_OBJECTIVE_
Copy the material from the line that has "# draw the outline of every instance of the yellow" through the line that has "53], [202, 65]]", substituting "rain hood" for "helmet cover" and changing nothing else.

_Named region outline records_
■ ■ ■ ■
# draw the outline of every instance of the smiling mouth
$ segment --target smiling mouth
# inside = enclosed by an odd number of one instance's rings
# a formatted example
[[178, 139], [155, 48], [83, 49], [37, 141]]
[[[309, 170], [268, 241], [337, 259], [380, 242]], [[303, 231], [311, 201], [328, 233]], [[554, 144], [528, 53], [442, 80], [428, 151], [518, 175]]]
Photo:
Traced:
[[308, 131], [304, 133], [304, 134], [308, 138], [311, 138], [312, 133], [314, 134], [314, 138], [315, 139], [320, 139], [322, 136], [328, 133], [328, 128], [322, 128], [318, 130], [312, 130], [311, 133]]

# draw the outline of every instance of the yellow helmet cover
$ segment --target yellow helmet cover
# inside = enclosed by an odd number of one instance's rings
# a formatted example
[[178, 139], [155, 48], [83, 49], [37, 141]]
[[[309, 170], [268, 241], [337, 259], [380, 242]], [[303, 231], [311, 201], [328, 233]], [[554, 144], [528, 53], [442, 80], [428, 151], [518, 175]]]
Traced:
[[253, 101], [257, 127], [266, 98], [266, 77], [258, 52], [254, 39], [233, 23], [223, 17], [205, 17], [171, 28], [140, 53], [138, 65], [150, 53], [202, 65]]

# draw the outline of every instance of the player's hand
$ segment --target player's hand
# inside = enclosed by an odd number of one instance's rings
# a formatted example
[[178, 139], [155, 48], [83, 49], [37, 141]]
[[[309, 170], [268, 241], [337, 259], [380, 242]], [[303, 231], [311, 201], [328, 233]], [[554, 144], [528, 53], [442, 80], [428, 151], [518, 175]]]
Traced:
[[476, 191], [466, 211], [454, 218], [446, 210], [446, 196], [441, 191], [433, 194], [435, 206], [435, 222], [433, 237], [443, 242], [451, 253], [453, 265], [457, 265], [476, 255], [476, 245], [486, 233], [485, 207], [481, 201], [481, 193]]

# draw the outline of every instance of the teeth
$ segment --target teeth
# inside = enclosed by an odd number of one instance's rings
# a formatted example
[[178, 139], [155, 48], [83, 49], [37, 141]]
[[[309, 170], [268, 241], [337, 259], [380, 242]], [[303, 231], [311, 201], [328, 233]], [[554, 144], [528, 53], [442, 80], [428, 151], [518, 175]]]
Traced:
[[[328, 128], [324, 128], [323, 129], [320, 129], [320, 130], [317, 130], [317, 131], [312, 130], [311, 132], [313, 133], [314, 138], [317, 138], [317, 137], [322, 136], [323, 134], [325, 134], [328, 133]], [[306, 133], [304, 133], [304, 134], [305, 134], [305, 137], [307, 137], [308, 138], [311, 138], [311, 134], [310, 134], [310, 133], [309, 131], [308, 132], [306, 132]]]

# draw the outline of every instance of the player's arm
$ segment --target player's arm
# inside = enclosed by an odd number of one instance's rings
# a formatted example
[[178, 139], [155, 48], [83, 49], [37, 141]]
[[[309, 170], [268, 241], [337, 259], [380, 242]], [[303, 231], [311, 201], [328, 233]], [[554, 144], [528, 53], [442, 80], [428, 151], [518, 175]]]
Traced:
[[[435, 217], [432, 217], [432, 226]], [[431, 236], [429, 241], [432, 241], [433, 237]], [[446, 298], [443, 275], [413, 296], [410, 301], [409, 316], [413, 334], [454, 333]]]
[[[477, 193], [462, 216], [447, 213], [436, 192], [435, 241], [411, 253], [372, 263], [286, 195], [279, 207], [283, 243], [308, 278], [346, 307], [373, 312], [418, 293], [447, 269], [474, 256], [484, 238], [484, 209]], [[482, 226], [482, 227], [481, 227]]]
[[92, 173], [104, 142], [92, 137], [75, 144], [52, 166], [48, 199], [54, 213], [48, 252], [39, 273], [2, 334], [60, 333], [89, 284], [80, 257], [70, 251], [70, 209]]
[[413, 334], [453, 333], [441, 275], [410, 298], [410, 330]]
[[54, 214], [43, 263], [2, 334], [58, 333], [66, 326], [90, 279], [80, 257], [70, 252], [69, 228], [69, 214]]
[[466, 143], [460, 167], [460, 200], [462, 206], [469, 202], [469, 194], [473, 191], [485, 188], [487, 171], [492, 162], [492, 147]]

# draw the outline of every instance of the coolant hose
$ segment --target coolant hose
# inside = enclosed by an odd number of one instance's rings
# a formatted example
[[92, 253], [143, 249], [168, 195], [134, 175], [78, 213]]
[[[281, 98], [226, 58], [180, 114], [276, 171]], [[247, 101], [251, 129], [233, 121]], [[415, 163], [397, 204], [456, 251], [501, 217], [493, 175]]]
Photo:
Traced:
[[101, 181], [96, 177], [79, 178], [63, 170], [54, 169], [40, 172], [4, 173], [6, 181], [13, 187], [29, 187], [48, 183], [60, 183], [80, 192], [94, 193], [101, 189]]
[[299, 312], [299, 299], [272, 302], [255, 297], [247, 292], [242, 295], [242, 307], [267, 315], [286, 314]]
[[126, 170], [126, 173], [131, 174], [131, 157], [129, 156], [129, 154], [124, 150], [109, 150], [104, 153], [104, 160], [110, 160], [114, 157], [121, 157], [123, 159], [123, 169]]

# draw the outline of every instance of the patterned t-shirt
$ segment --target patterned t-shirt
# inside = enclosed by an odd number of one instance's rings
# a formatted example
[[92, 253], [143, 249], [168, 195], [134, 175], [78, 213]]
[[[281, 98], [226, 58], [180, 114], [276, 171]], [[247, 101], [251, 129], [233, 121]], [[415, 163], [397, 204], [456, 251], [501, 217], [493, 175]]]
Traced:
■ ■ ■ ■
_COMPLETE ANSWER_
# draw the outline of every instance of the yellow rain hood
$ segment --target yellow rain hood
# inside = enclosed by an odd number of one instance's rings
# a formatted example
[[178, 139], [155, 48], [83, 49], [37, 141]]
[[[309, 170], [268, 241], [337, 259], [380, 242]], [[303, 231], [311, 201], [328, 233]], [[554, 144], [528, 53], [442, 80], [428, 151], [518, 175]]]
Traced:
[[253, 101], [257, 127], [266, 98], [266, 77], [258, 52], [254, 39], [233, 23], [223, 17], [205, 17], [171, 28], [140, 53], [138, 65], [150, 53], [202, 65]]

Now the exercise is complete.